» **YOUR GOAL**: Below is some material; transcribe all of it exactly.

» **DATA RECORDS**:

•••••

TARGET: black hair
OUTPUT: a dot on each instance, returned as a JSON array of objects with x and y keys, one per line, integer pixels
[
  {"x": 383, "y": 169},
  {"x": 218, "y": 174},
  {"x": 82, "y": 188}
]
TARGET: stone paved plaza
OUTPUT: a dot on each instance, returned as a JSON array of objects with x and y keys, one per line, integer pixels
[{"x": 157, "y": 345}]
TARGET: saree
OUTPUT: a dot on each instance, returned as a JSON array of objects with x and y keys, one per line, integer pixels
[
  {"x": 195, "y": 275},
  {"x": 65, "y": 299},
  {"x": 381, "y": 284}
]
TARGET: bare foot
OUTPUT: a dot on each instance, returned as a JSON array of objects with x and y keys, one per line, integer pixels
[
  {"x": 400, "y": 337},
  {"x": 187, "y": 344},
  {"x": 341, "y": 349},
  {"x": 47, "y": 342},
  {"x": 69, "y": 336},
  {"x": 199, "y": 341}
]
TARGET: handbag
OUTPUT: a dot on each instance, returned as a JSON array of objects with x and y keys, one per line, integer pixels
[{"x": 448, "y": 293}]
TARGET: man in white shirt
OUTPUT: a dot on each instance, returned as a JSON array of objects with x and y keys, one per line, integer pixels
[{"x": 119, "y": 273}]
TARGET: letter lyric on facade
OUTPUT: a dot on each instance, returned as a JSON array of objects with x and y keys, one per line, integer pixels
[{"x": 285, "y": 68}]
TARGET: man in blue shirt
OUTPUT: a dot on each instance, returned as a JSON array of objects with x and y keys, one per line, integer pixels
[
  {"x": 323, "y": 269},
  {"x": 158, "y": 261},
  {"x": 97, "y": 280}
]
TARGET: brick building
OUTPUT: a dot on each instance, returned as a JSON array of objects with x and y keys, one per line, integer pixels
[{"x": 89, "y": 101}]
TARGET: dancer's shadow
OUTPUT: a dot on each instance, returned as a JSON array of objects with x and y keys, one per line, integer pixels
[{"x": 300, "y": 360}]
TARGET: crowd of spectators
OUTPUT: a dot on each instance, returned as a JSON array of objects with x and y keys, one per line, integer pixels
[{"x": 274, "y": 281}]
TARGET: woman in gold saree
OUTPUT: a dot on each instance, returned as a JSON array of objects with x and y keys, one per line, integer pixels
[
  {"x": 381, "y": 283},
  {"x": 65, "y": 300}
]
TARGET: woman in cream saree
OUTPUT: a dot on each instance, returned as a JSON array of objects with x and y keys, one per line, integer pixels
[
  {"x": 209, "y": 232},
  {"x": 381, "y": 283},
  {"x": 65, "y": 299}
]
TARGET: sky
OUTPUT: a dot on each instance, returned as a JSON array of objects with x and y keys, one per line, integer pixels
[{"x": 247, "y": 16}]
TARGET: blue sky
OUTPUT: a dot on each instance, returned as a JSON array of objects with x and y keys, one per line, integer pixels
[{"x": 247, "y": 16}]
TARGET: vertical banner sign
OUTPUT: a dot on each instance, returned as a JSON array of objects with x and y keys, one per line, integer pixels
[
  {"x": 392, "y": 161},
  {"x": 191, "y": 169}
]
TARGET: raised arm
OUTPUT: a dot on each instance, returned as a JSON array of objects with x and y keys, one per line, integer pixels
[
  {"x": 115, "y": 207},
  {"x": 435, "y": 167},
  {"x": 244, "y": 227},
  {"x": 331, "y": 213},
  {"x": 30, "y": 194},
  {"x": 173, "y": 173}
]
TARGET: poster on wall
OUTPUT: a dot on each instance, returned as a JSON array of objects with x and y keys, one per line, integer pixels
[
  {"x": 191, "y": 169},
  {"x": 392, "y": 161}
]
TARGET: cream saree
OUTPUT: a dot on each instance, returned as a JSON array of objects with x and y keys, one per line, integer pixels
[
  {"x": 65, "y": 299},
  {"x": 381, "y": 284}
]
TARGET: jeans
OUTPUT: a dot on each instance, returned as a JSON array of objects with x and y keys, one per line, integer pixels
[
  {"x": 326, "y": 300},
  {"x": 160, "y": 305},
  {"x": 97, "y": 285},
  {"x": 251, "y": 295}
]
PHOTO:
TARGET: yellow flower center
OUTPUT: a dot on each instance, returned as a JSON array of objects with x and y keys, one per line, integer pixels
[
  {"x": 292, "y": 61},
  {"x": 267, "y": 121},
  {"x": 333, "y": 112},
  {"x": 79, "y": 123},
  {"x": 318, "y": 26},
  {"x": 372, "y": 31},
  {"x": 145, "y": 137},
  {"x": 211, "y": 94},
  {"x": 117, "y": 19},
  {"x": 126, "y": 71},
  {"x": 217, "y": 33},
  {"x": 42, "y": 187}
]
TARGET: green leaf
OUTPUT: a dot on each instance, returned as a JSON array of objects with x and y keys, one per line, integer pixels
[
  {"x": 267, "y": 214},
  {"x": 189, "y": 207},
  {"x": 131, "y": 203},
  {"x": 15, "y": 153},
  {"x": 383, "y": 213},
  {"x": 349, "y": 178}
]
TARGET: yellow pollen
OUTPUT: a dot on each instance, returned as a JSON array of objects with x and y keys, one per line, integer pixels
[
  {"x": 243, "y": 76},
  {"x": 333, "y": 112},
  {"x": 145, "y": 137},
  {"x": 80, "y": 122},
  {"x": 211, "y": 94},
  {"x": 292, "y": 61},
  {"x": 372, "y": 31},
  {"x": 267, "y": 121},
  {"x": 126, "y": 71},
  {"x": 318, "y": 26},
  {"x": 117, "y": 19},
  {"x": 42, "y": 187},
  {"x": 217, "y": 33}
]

•••••

» **ANSWER TO THIS PROBLEM**:
TARGET: black hair
OUTPUT: a dot on each instance, returned as a JSON array of objects with x and y keys, one per line, integer pixels
[
  {"x": 383, "y": 169},
  {"x": 218, "y": 174},
  {"x": 82, "y": 188}
]
TARGET: stone paved plaza
OUTPUT: a dot on each instance, returned as a JSON array of objects with x and y keys, one per line, integer pixels
[{"x": 157, "y": 345}]
TARGET: saree
OUTPUT: a dot on each instance, returned as a JSON array of objects with x and y keys, one per line, integer pixels
[
  {"x": 195, "y": 275},
  {"x": 65, "y": 299},
  {"x": 381, "y": 284}
]
TARGET: bare foot
OUTPUT: a dot on each instance, returned as a JSON array of objects with x and y keys, one per line, integer pixels
[
  {"x": 400, "y": 337},
  {"x": 187, "y": 344},
  {"x": 341, "y": 349},
  {"x": 47, "y": 342},
  {"x": 69, "y": 336},
  {"x": 199, "y": 341}
]
TARGET: handbag
OUTPUT: a dot on each instance, returned as a JSON array of objects with x and y keys, one per line, integer pixels
[{"x": 448, "y": 293}]
TARGET: man in white shirt
OUTPUT: a dot on each instance, returned as a JSON array of objects with x and y keys, one per line, integer pixels
[{"x": 119, "y": 273}]
TARGET: letter lyric on facade
OUTPUT: a dot on each instance, returned as a JSON array of objects with x and y keys, one per line, integer pixels
[{"x": 285, "y": 68}]
TARGET: man in blue shirt
OUTPUT: a dot on each instance, returned as a JSON array of objects with x and y keys, one per line, integer pixels
[
  {"x": 323, "y": 269},
  {"x": 158, "y": 261},
  {"x": 97, "y": 280}
]
TARGET: brick building
OUTPUT: a dot on each instance, returned as a JSON array of objects with x and y keys, one per line, integer pixels
[{"x": 89, "y": 101}]
TARGET: dancer's shadow
OUTPUT: a dot on each instance, returned as a JSON array of objects with x and y keys, one per line, integer pixels
[{"x": 300, "y": 360}]
TARGET: crowd of spectators
OUTPUT: a dot on each instance, returned as a JSON array of objects with x and y keys, one per line, integer pixels
[{"x": 274, "y": 281}]
TARGET: woman in gold saree
OUTPUT: a dot on each instance, returned as a JSON array of objects with x and y keys, one per line, integer pixels
[
  {"x": 381, "y": 283},
  {"x": 65, "y": 300}
]
TARGET: woman in cream saree
OUTPUT: a dot on each instance, returned as a JSON array of objects with x and y keys, one per line, integer pixels
[
  {"x": 209, "y": 232},
  {"x": 381, "y": 283},
  {"x": 65, "y": 299}
]
TARGET: sky
OUTPUT: a dot on each instance, returned as a JSON array of objects with x and y keys, one per line, integer pixels
[{"x": 247, "y": 16}]
TARGET: blue sky
OUTPUT: a dot on each instance, returned as a JSON array of objects with x and y keys, one per line, integer pixels
[{"x": 247, "y": 16}]
TARGET: vertical banner sign
OUTPUT: a dot on each instance, returned as a JSON array of objects with x and y keys, one per line, integer pixels
[
  {"x": 392, "y": 161},
  {"x": 191, "y": 169}
]
TARGET: raised arm
OUTPUT: a dot on each instance, returned as a JSON array of objects with x and y keys, one per line, integer pixels
[
  {"x": 115, "y": 207},
  {"x": 435, "y": 167},
  {"x": 244, "y": 227},
  {"x": 331, "y": 213},
  {"x": 30, "y": 194},
  {"x": 173, "y": 173}
]
TARGET: poster on wall
OUTPUT: a dot on each instance, returned as a JSON array of objects with x and y keys, one per line, integer pixels
[
  {"x": 191, "y": 169},
  {"x": 392, "y": 161}
]
TARGET: cream saree
OUTPUT: a dot on each instance, returned as a JSON array of objects with x and y keys, one per line, integer pixels
[
  {"x": 65, "y": 299},
  {"x": 381, "y": 284}
]
TARGET: jeans
OUTPUT: a dot on each instance, returned as a JSON array of objects with x and y keys, one per line, integer pixels
[
  {"x": 326, "y": 300},
  {"x": 160, "y": 305},
  {"x": 97, "y": 285},
  {"x": 251, "y": 295}
]
PHOTO:
TARGET: yellow flower center
OUTPUT: a dot on each instance, returned as a JSON array of objects with x and y keys, one per line, integer pixels
[
  {"x": 292, "y": 61},
  {"x": 267, "y": 121},
  {"x": 333, "y": 112},
  {"x": 79, "y": 123},
  {"x": 318, "y": 26},
  {"x": 372, "y": 31},
  {"x": 145, "y": 137},
  {"x": 211, "y": 94},
  {"x": 117, "y": 19},
  {"x": 126, "y": 71},
  {"x": 217, "y": 33},
  {"x": 42, "y": 187}
]
TARGET: green leaf
OUTPUT: a dot on each instance, returned as a JSON array of objects with x and y keys, one per line, integer pixels
[
  {"x": 267, "y": 214},
  {"x": 189, "y": 207},
  {"x": 131, "y": 203},
  {"x": 15, "y": 153},
  {"x": 383, "y": 213},
  {"x": 349, "y": 178}
]
TARGET: yellow pollen
OUTPUT: a dot on each instance, returned as a JSON array of objects with x and y keys, one per line, integer pixels
[
  {"x": 243, "y": 76},
  {"x": 333, "y": 112},
  {"x": 145, "y": 137},
  {"x": 80, "y": 122},
  {"x": 211, "y": 94},
  {"x": 292, "y": 61},
  {"x": 372, "y": 31},
  {"x": 267, "y": 121},
  {"x": 126, "y": 71},
  {"x": 318, "y": 26},
  {"x": 117, "y": 19},
  {"x": 42, "y": 187},
  {"x": 217, "y": 33}
]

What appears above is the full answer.